Records drawn from a dataset:
━━━━━━━━━━━━━━━━━━━━

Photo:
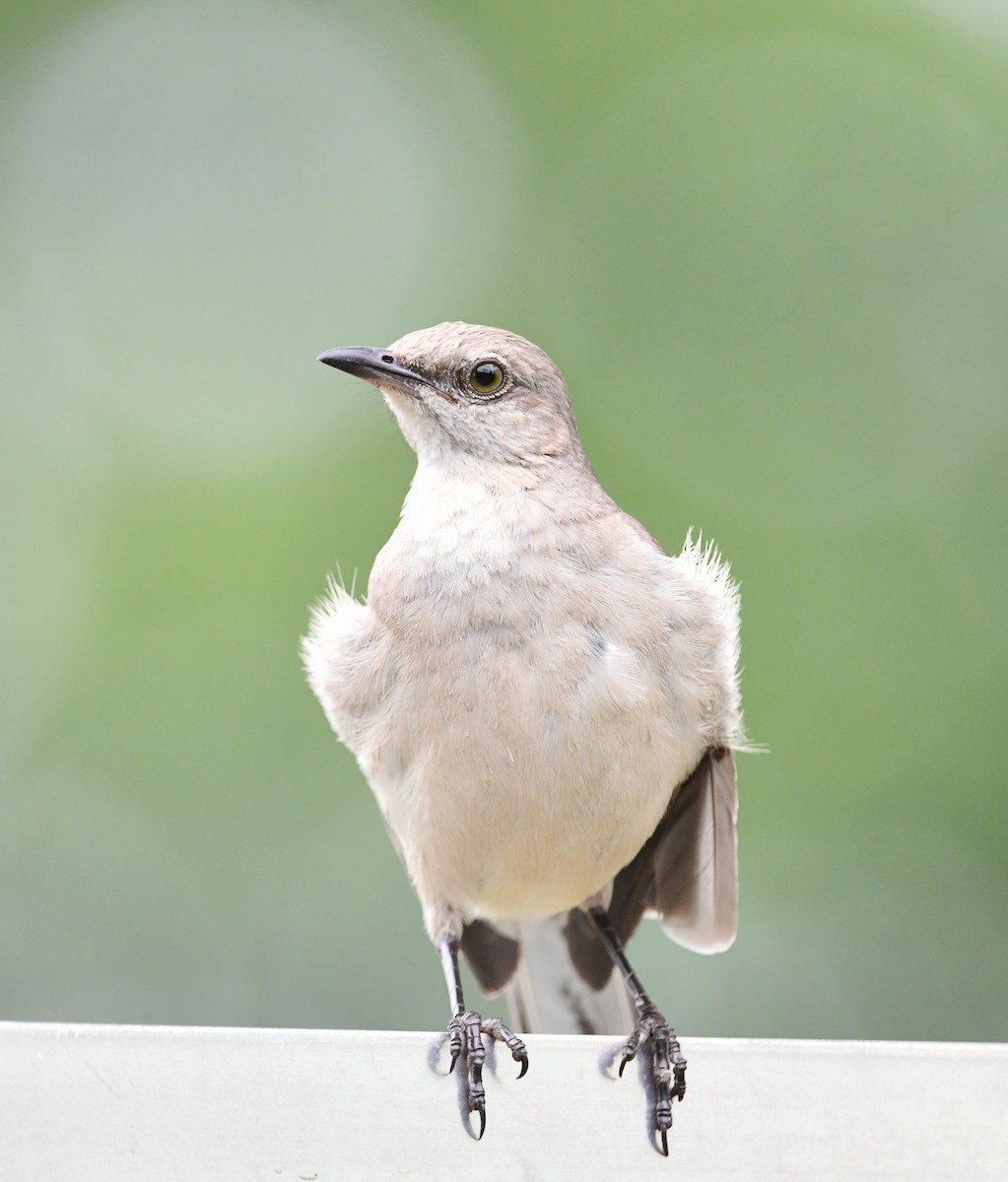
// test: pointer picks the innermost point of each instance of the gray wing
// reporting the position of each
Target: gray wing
(696, 863)
(687, 872)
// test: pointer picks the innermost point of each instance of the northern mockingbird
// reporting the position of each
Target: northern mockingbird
(543, 702)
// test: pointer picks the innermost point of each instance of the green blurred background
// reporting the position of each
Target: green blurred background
(768, 245)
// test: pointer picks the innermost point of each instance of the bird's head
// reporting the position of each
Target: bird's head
(464, 391)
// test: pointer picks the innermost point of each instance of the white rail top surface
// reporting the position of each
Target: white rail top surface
(107, 1103)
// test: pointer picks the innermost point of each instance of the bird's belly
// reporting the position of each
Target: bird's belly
(526, 802)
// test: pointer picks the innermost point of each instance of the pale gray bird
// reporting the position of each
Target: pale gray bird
(543, 702)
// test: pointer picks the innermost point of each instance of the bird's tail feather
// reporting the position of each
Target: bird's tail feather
(548, 996)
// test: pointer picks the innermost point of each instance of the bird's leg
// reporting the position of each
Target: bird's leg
(465, 1034)
(667, 1065)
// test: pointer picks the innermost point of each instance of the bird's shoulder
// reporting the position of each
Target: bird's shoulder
(347, 659)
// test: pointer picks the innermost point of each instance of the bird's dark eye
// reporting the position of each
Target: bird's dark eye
(487, 377)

━━━━━━━━━━━━━━━━━━━━

§ **Your goal**: Reproduce the lines above letter for letter. The pictures stay behind.

§ **Task result**:
Photo:
// test: pointer picks the innermost point of each instance of the gray wing
// reporting the position of each
Target: gray wing
(696, 863)
(687, 872)
// test: pointer picks the innermost point of each instance of the northern mockingbird
// reporting the position of each
Target: northern mockingbird
(543, 702)
// test: pointer picks the innermost point of each instance of the green blurred background
// reporting the position of each
Target: green blurred background
(768, 245)
// test: pointer picks the innermost point of each instance of the bird's head
// reporting the position of each
Target: bird's head
(464, 391)
// test: pointer picks the innermost point of each instance of the white rail top surface
// reporting the position of each
Target: white rail top surface
(107, 1103)
// test: pointer picks the innermost point of each instance of the bird's belly
// reporting the position of each
Target: bird's belly
(526, 802)
// test: pointer picks the innermost point of each instance of the pale gray bird
// reporting the position of each
Target: pale gray bird
(543, 702)
// test: pointer picks the innermost point of each instance of the bird's tail feather
// reporting the position of each
Target: bird's tail feather
(548, 996)
// test: pointer picks the innermost point of each instance of the bird's leg
// reporting the position of each
Target: bird's leg
(465, 1034)
(667, 1065)
// test: pointer picks the innermost point of each instance of the bird's shoulder
// reporting the position of each
Target: bird's shoulder
(347, 659)
// test: pointer picks the innermost point of each instance of the bird's dark eye
// reporting the position of each
Target: bird's dark eye
(487, 377)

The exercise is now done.